Kalau kimpul plecet bermigrasi sampai Jepang, talas bentul (Colocasia esculenta) bermigrasi ke timur dan berhenti di Pasifik Selatan: Samoa, Tuvalu, dan Vanuatu. Migrasi kimpul plecet dan talas terjadi antara 35.000 SM dan 15.000 SM. Baru pada abad ke-7, talas bermigrasi dari Pasifik Selatan ke Hawaii. Pada abad ke-3 dan ke-4, dari arah sebaliknya ubi jalar (Ipomoea batatas) bermigrasi dari Amerika tropis ke Pasifik dan berhenti di Papua, Formosa, dan Okinawa. Kalau mengglobalnya kimpul plecet dan talas terbawa migrasi manusia sebagai dampak bencana Toba, ubi jalar dibawa orang-orang Indian Andes yang mengarungi Pasifik dengan rakit kayu balsa.
───
#### Petunjuk Pengerjaan
1 > Temukan setiap baris di bawah yang memuat kata "knee", lalu salin baris tersebut. Perbedaan huruf besar dan kecil diperhitungkan.
2 > Teruskan teks tentang migrasi umbi-umbian di atas, dimulai setelah kalimat terakhirnya.

Catatan penunjukan:
───
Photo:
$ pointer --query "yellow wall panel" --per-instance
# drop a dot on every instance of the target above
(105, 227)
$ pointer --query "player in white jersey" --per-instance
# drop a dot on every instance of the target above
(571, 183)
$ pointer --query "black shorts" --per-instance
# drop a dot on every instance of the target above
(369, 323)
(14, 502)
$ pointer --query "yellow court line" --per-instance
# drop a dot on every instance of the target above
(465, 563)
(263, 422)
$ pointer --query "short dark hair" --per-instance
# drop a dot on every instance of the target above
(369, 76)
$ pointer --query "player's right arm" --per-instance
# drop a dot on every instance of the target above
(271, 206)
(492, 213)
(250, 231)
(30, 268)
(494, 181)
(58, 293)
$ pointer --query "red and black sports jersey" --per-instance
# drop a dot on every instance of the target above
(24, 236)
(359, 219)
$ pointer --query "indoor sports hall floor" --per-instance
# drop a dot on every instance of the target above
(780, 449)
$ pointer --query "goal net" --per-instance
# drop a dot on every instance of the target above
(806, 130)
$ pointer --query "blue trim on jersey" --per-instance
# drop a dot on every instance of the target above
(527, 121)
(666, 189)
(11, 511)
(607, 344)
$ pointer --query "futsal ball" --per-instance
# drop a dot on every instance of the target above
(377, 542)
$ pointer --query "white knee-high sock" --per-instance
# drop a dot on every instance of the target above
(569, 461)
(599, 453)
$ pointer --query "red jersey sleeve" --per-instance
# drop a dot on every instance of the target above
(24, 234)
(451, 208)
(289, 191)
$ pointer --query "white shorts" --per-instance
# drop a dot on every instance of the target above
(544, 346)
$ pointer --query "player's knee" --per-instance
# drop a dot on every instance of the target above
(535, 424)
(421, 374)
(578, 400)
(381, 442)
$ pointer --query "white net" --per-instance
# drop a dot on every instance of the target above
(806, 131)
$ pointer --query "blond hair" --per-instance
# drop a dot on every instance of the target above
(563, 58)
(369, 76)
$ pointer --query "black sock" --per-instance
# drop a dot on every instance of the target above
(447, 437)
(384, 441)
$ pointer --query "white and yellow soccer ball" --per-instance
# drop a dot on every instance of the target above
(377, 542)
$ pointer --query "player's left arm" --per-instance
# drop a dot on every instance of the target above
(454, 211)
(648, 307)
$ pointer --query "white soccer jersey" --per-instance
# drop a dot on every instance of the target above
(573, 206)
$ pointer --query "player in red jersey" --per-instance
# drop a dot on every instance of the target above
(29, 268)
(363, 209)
───
#### Jawaban
1 >
$ pointer --query "white knee-high sock" --per-instance
$ pointer --query "player's knee" --per-instance

2 >
Pisang juga ikut bermigrasi pada periode pertama. Kalau di negeri kita hanya dikenal kosakata pisang, setelah bermigrasi ke Afrika, orang Eropa membedakannya menjadi banana (pisang meja) dan plantain (pisang olahan). Di Uganda, penghasil plantain utama dunia, pisang tanduk dan kepok makanan pokok. Di Indonesia, tempat asal-usul pisang, orangnya justru makan biji padi yang berasal dari daratan Asia. Komoditas pangan ini masuk ke Jawa dibawa pedagang India dan China pada 3.000 SM. Mereka datang ke Jawa dalam rangka mencari cengkeh. Orang Jawa-lah yang mengambil cengkeh dari lima pulau kecil di Maluku utara: Bacan, Makian, Moti, Ternate, dan Tidore. Karena berlahan vulkanis, Jawa sangat subur untuk budidaya padi sawah.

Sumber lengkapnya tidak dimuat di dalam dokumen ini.